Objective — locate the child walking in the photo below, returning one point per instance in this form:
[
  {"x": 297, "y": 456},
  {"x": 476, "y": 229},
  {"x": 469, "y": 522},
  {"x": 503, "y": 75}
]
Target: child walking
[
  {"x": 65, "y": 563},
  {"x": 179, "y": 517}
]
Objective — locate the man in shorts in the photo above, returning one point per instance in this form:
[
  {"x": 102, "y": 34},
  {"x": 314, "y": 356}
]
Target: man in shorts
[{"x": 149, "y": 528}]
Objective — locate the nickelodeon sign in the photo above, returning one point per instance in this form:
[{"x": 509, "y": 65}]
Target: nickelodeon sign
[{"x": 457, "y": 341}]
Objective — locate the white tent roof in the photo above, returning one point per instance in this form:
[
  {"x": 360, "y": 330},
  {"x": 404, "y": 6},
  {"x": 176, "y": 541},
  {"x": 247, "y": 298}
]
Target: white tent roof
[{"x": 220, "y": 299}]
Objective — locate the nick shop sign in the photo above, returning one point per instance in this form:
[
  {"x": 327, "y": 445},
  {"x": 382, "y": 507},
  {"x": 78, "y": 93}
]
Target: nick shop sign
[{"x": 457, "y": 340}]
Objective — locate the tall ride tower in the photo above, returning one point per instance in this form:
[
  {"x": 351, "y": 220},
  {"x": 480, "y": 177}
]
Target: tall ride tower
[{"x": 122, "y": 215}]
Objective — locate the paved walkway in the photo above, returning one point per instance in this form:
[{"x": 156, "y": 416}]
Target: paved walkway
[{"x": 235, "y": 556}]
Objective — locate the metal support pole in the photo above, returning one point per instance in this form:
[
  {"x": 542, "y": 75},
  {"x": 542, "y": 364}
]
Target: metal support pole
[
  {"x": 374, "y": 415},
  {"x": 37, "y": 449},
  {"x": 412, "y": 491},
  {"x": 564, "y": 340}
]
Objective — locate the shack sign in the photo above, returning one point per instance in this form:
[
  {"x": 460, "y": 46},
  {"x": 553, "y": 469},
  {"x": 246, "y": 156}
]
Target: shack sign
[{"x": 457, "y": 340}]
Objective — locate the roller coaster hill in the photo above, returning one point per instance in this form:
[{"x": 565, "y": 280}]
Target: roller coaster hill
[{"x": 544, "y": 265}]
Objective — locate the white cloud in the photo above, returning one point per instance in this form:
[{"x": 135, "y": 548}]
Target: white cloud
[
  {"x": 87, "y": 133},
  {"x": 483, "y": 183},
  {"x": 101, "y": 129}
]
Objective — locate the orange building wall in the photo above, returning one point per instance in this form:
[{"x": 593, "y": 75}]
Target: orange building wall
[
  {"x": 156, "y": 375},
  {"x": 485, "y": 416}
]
━━━━━━
Exact reproduction of all the material is needed.

Answer to the exercise =>
Objective — locate the child walking in the photo below, returning one point per instance in this form:
[
  {"x": 297, "y": 456},
  {"x": 476, "y": 229},
  {"x": 469, "y": 522},
  {"x": 503, "y": 75}
]
Target: child walking
[
  {"x": 65, "y": 563},
  {"x": 179, "y": 517}
]
Objective — locate the man in shorts in the photo above, returning one point per instance in this form:
[
  {"x": 102, "y": 34},
  {"x": 314, "y": 356}
]
Target: man in shorts
[{"x": 149, "y": 528}]
Objective — locate the nickelodeon sign in the photo above, returning one point per instance in this form:
[{"x": 509, "y": 65}]
Target: nickelodeon sign
[{"x": 457, "y": 341}]
Objective — locate the white tent roof in the photo above, returning one point per instance in this form:
[
  {"x": 360, "y": 330},
  {"x": 404, "y": 6},
  {"x": 176, "y": 541},
  {"x": 247, "y": 298}
]
Target: white tent roof
[{"x": 220, "y": 299}]
Objective — locate the nick shop sign in the photo above, returning one point per instance in this form:
[
  {"x": 327, "y": 445},
  {"x": 382, "y": 507},
  {"x": 78, "y": 93}
]
Target: nick shop sign
[{"x": 457, "y": 340}]
Objective — locate the tall ride tower in the photo above, returning one point per instance in this form:
[
  {"x": 351, "y": 220},
  {"x": 480, "y": 177}
]
Target: tall ride tower
[{"x": 122, "y": 215}]
Objective — locate the paved walkway in the photo above, returning one point per instance in this form:
[{"x": 156, "y": 416}]
Target: paved walkway
[{"x": 235, "y": 556}]
Objective — locate the metal support pole in the photo above, returning one point per instance in this form:
[
  {"x": 542, "y": 75},
  {"x": 542, "y": 364}
]
Target: metal support pole
[
  {"x": 374, "y": 415},
  {"x": 37, "y": 449},
  {"x": 412, "y": 491},
  {"x": 564, "y": 340}
]
Objective — locate the shack sign in the photo above, returning one point per instance in this form:
[
  {"x": 460, "y": 46},
  {"x": 553, "y": 469},
  {"x": 246, "y": 156}
]
Target: shack sign
[{"x": 457, "y": 340}]
Objective — locate the roller coaster hill in the photo above, returning one point per instance in this form:
[{"x": 565, "y": 280}]
Target: roller coaster hill
[{"x": 544, "y": 265}]
Objective — locate the white cloud in the photo above, returning one point per instance in this form:
[{"x": 135, "y": 548}]
Target: white cloud
[
  {"x": 87, "y": 133},
  {"x": 483, "y": 183},
  {"x": 101, "y": 129}
]
Objective — locate the orange building wall in the photo above, returning one point per instance in this form:
[{"x": 593, "y": 75}]
Target: orange building wall
[
  {"x": 156, "y": 375},
  {"x": 485, "y": 416}
]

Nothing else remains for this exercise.